PROVIDED INFORMATION start
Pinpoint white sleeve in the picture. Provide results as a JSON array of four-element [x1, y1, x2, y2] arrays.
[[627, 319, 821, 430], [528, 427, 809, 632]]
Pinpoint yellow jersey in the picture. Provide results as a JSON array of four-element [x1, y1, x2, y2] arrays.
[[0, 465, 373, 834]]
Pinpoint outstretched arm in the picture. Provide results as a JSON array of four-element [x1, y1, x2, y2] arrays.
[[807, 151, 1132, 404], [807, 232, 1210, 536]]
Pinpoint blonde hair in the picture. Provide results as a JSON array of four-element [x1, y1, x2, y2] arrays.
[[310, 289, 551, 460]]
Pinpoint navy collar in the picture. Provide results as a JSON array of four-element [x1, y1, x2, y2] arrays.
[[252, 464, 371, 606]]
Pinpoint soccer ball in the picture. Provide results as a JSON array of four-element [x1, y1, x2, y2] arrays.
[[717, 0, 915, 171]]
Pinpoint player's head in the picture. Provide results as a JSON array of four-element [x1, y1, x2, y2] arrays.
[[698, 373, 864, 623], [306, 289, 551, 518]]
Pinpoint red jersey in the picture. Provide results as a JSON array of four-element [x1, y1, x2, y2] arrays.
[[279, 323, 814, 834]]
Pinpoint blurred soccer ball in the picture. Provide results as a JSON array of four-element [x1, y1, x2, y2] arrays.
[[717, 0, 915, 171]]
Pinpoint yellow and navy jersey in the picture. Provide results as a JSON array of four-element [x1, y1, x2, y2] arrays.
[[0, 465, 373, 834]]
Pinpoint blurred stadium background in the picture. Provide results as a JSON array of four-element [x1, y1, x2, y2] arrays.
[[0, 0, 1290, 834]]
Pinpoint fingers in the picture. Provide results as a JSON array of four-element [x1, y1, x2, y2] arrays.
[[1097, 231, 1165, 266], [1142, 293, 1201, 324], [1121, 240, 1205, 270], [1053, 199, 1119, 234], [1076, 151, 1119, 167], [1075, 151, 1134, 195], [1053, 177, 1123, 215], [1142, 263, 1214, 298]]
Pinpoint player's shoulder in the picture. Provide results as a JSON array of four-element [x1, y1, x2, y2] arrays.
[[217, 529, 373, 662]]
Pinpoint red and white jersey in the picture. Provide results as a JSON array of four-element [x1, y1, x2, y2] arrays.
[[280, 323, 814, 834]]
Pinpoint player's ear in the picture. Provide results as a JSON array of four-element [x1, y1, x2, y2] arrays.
PROVIDED INFORMATION end
Put every line of the items above into a Markdown table with two columns, No. and Line, numbering the rows in order and skipping any blank lines.

[CORRECT OUTPUT]
| No. | Line |
|---|---|
| 1 | Pinpoint white sleeve in the picture. Provide results as a JSON array of four-element [x1, y1, x2, y2] arrays. |
| 2 | [[627, 319, 821, 430], [528, 427, 809, 632]] |
| 3 | Pinpoint yellow jersey in the picture. Provide results as a JSON array of four-element [x1, y1, x2, y2] arrays. |
| 4 | [[0, 465, 373, 834]] |
| 5 | Pinpoint outstretched arm in the picture. Provide results as a JSON array of four-element [x1, y1, x2, y2] arrays. |
| 6 | [[807, 151, 1132, 404], [807, 232, 1210, 536]] |
| 7 | Pinpoint blonde hair in the picture. Provide results as a JSON array of four-element [x1, y1, x2, y2] arrays. |
| 8 | [[310, 289, 551, 460]] |
| 9 | Pinpoint navy collar in the picture. Provide results as a JSON array of four-element [x1, y1, x2, y2] arrays. |
| 10 | [[252, 464, 371, 606]] |
| 11 | Pinpoint soccer ball in the picture. Provide results as a JSON array of four-element [x1, y1, x2, y2] arrays. |
| 12 | [[717, 0, 915, 171]] |
| 13 | Pinpoint player's head in the picture. Provide results as a JSON array of four-element [x1, y1, x2, y2] arrays. |
| 14 | [[698, 373, 864, 623], [306, 289, 551, 518]] |
| 15 | Pinpoint red jersey in the picture. Provide results as a JSON array of four-element [x1, y1, x2, y2] arrays. |
| 16 | [[279, 323, 814, 834]] |
| 17 | Pinpoint blurred soccer ball in the picture. Provide results as a JSON array of four-element [x1, y1, x2, y2] arrays. |
| 18 | [[717, 0, 915, 171]] |
| 19 | Pinpoint yellow and navy jersey in the picture. Provide results as a JSON array of four-element [x1, y1, x2, y2] arrays. |
| 20 | [[0, 465, 373, 834]] |
| 21 | Pinpoint blurred stadium background in the picture. Provide results as a JSON array of four-element [x1, y1, x2, y2] arrays. |
| 22 | [[0, 0, 1290, 834]] |
| 23 | Pinpoint fingers in the picture. Provide results as a JSON array of four-element [x1, y1, x2, y2] arrays. |
| 24 | [[1097, 231, 1165, 266], [1142, 293, 1201, 324], [1121, 240, 1205, 270], [1053, 199, 1119, 234], [1076, 151, 1119, 167], [1075, 151, 1134, 195], [1053, 177, 1123, 215], [1142, 263, 1214, 298]] |
| 25 | Pinpoint player's shoulder in the picture. Provide results as a JSON array of four-element [x1, y1, x2, y2] arrays. |
| 26 | [[217, 529, 373, 662]] |
| 27 | Pinpoint red and white jersey in the picture. Provide results as a JSON array of four-element [x1, y1, x2, y2] arrays. |
| 28 | [[280, 323, 814, 834]] |
| 29 | Pinpoint player's ear in the picture. Provide results as a JSON array of four-element [x1, y1, x2, y2] arrays. |